▸ **必做任务**
#1 请判断下列三项陈述是否与选段相符，每项回答“是”或“否”，并原样引用选段中起决定作用的文字：(a) 先抽牌的玩家只能从牌堆顶部抽牌；(b) 输入中牌堆数量 n 最大可以是 1000；(c) 解题思路中，奇数牌堆剩下的那张牌会被存入数组，并按牌面从大到小排序。
#2 请用两句话概括选段。

▸ **选段**
===============

时间限制：C/C++ 1秒，其他语言2秒
空间限制：C/C++ 131072K，其他语言262144K

一、题目内容

题目描述

It’s universally acknowledged that there’re innumerable trees in the campus of HUST.
People like to play games under the tree, and SWH is exactly fond of one strange card game. In the game players are given some piles of cards with scores. Two players will take turns to draw a card from one pile and get the score of the card. Each player can choose the pile arbitrarily. However, the strange thing is that the player draws first can only draw a card from the top of one pile, and the player played second from the bottom. The game ends when all piles become empty. Now SWH and his friend LLY is going to play the game and SWH plays first. Both of them want to maximize his own score. Can you tell how many scores they will get finally?

输入描述

First line you are given an integer n(1≤n≤100), indicating the number of decks.
Then n line follows. Each i-th line contains an integer m_i (1≤m_i≤100), the number of cards in i-th pile, then m_i number follow s1,s2,...sk,...sm(0≤si≤1000)，the score of each card. And we see the first card as “top”, the last card as “bottom”.

输出描述

Two integers, the final score of SWH and LLY.

示例1

输入

2
2 5 10
1 20

输出

25 10

二、解题思路

依题意，这个纸牌游戏的特点是：有两个玩家，先抽的玩家从任意牌堆顶部抽取，后抽的玩家从任意牌堆的底部抽取，两个玩家存在竞争关系，目标是获得最高分数。玩家在抽取纸牌时，偶数堆则刚好平分，奇数堆则余1张纸牌，假如两人都希望获得最高分，那么只存在一种可能，玩家将所有的偶数牌堆分完，然后再抽取奇数牌堆时，每次保留奇数牌堆剩下的一张并存入数组，最后将数组按照纸牌牌面从大到小排序，两个玩家按排序的顺序依次抽取纸牌即可获得最大（牌堆是不能确认中间纸牌牌面大小的）。

===============

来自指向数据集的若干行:
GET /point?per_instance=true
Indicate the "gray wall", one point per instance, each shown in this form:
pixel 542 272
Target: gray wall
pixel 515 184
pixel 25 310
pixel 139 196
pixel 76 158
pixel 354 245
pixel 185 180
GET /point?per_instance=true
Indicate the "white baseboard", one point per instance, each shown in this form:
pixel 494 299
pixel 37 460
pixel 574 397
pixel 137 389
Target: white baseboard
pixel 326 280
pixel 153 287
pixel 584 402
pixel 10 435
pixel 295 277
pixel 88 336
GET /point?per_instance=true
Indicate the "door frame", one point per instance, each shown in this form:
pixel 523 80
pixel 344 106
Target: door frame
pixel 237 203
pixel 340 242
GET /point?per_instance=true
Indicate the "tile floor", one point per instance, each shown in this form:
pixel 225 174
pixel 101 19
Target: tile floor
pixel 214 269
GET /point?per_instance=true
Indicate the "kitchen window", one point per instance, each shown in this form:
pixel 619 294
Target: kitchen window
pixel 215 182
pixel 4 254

===============

▸ **任务答案**
#1
(a) 是。“the player draws first can only draw a card from the top of one pile”
(b) 否。“n(1≤n≤100)”
(c) 是。“每次保留奇数牌堆剩下的一张并存入数组，最后将数组按照纸牌牌面从大到小排序”

#2 选段给出一道纸牌游戏题：两名玩家轮流从任意牌堆抽牌得分，先手只能从牌堆顶部抽，后手只能从底部抽，题目要求在双方都想得最高分的情况下，输出两人的最终得分。解题思路认为，偶数牌堆会被两人平分，奇数牌堆各剩下一张存入数组，数组按牌面从大到小排序后，两人依次抽取。